What is being asked — Please rewrite the rows starting with the line containing "Signal-phase audit: put a marker on every instance of the boat" and going on through the end of the rows, changing "hull" to "stern" and keeping everything else the same.

Records:
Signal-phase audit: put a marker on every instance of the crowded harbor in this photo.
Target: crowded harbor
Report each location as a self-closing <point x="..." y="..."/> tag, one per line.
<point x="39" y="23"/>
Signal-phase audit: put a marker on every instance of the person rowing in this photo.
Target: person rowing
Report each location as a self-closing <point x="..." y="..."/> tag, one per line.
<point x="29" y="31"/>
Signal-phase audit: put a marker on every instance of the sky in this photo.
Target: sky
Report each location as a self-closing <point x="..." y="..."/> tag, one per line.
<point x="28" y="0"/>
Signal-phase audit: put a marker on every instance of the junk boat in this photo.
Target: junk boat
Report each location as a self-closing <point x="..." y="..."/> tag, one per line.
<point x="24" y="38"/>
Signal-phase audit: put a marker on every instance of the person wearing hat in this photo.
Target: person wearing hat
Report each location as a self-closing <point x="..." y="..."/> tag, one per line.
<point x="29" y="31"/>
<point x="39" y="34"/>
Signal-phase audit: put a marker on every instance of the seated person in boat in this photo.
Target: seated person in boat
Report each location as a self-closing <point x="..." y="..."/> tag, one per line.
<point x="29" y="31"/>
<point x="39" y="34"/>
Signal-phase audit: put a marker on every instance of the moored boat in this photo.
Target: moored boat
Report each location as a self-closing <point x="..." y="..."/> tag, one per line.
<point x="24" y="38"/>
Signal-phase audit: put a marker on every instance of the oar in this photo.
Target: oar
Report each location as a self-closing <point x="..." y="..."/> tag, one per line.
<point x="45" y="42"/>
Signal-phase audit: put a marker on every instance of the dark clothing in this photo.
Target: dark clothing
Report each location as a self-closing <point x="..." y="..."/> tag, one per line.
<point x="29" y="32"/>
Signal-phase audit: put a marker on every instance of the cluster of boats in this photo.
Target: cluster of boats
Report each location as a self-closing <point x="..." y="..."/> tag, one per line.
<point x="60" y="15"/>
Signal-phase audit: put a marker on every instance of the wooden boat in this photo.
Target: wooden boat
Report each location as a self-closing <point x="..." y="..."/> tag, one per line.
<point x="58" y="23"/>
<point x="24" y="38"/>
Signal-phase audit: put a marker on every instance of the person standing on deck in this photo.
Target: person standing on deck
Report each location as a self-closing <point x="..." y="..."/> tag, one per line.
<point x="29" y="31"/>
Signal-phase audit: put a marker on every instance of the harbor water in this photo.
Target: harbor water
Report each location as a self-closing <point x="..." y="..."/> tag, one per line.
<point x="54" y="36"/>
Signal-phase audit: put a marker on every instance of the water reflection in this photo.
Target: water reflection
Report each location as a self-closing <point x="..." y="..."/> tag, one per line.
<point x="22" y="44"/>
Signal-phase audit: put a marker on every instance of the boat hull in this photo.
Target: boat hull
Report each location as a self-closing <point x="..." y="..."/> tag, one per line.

Task solution —
Signal-phase audit: put a marker on every instance of the boat stern in this photo.
Target: boat stern
Report each location as a self-closing <point x="..." y="..."/> tag, one per line.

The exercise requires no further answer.